Exercise objective: Replace "captured" with "recorded" in every one of the records below, and reproduce them with everything else unchanged.

Collected data entries:
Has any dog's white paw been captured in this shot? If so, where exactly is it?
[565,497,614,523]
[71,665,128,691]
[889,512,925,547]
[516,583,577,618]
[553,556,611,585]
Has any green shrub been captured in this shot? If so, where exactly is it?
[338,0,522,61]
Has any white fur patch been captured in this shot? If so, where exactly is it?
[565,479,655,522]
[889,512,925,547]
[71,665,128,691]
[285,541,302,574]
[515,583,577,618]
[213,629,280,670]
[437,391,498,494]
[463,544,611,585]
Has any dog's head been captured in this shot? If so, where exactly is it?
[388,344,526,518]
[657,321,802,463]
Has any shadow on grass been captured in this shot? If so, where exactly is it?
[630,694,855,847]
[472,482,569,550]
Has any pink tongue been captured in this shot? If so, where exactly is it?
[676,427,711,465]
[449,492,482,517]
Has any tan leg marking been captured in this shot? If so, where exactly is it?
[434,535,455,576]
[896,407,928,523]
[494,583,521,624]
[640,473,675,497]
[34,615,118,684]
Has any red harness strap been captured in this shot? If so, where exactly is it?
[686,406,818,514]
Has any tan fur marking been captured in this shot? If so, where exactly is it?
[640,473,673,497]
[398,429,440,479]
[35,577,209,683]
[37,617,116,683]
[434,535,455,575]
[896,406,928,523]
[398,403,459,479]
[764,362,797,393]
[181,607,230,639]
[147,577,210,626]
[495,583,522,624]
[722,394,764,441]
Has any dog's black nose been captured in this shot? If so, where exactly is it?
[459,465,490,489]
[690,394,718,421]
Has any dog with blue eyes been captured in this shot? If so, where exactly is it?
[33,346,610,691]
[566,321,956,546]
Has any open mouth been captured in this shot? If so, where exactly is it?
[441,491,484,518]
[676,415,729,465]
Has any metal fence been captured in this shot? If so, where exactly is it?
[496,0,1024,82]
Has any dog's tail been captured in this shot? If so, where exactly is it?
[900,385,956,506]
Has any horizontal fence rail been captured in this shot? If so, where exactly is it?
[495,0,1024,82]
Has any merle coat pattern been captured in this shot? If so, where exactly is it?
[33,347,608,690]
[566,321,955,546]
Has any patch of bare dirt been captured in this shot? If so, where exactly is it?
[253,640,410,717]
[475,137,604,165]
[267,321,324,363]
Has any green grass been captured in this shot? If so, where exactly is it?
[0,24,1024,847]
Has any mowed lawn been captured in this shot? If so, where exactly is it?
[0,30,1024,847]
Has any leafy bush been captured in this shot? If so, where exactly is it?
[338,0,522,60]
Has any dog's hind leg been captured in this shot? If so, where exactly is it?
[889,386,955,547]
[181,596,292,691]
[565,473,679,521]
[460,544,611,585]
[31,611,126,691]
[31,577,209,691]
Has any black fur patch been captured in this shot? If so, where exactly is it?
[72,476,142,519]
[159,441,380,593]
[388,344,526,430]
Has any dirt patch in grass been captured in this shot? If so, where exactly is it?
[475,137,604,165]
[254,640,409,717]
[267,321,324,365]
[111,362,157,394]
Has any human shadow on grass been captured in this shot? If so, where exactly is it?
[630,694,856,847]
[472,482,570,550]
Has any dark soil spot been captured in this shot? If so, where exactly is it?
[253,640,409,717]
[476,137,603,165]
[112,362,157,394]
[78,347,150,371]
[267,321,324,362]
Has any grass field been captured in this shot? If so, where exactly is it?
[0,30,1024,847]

Exercise solution:
Has any dog's white paw been recorded in this shot? If so, where exactly is it?
[565,497,614,523]
[71,665,128,691]
[889,512,925,547]
[516,583,577,618]
[553,556,611,585]
Has any green shrub been recorded in this shot? If so, where exactly is it?
[338,0,522,61]
Has any white fur patch been recorded in this shot? If so, where exactly is it?
[565,479,655,522]
[889,512,925,547]
[71,665,128,691]
[285,541,302,574]
[515,583,577,618]
[213,629,280,670]
[437,391,498,494]
[463,544,611,585]
Has any dog's head been recorded in this shot? If so, where exactly is it?
[388,344,526,518]
[657,321,802,463]
Has any shadow on grass been recorded in this shot? If so, where exactly is it?
[630,694,855,847]
[472,482,569,550]
Has any pink tongue been recorded in this shot? If so, where exactly is it?
[676,427,711,465]
[449,492,482,517]
Has any tan leg marking been recorded in this shot? If so, where exactly is it?
[434,535,455,576]
[896,407,928,523]
[494,583,521,624]
[640,473,675,497]
[34,615,118,684]
Has any red harness strap been recorded in this shot? If so, where exactly is it?
[686,406,818,514]
Has any tan fur marking been recorded in this shot? If so, where exactly is it?
[640,473,673,497]
[398,429,440,479]
[35,577,209,683]
[37,617,116,683]
[434,535,455,575]
[896,406,928,523]
[398,403,459,479]
[764,362,797,393]
[181,607,230,639]
[147,577,210,626]
[495,583,522,624]
[722,394,764,441]
Has any dog's black nose been recorded in this shot? If so, where exactly is it?
[459,465,490,489]
[690,394,718,421]
Has any dog with blue eyes been recorded in this shot? If so, where exactly is it?
[33,346,610,691]
[566,321,956,546]
Has any open mouth been recorded in this shot? If so, where exactly is it?
[441,491,484,518]
[676,415,729,465]
Has any metal fence been recorded in this shot? If so, where exactly is it?
[496,0,1024,82]
Has any dog's tail been recorded in this shot? If so, where exactly is it?
[900,385,956,506]
Has any horizontal fence rail been recorded in this shot? If so, where exactly is it?
[495,0,1024,82]
Has any merle coat pattern been recorded in this shot? If so, where exactly is it?
[33,347,608,690]
[566,321,955,546]
Has any patch of bare dirt been recorded in this shot? If so, where exactly is it?
[253,640,410,717]
[475,137,604,165]
[267,321,324,363]
Has any green grass been recorded in this shot? If so, where exactly is it?
[0,24,1024,847]
Has any mowed lawn been recorded in this shot? If so, where exactly is it?
[0,30,1024,847]
Has any leafy bush been recorded in this shot? If so, where exactly is it?
[338,0,522,60]
Has any dog's hind leg been recorded in this shot? If so, where exactly is it?
[889,386,955,547]
[181,596,292,691]
[565,473,679,521]
[460,544,611,585]
[31,611,126,691]
[31,577,209,691]
Has any black fur patch been recorded in this shot? If so, where exactly is it?
[72,476,142,519]
[159,441,380,593]
[388,344,526,430]
Has any dirt patch in grass been recorded in this shot? If so, where exactly is it?
[475,137,604,165]
[254,640,409,717]
[267,321,324,365]
[111,362,157,394]
Has any human shadow on grass been recorded in this shot? If so, where exactly is it?
[630,694,856,847]
[472,482,570,550]
Has any dark soil spot been recorded in this shot? If so, where exactly is it?
[253,640,409,717]
[476,137,603,165]
[112,362,157,394]
[78,347,150,371]
[267,321,324,362]
Has any grass field been recorded in this shot? If so, where exactly is it?
[0,30,1024,847]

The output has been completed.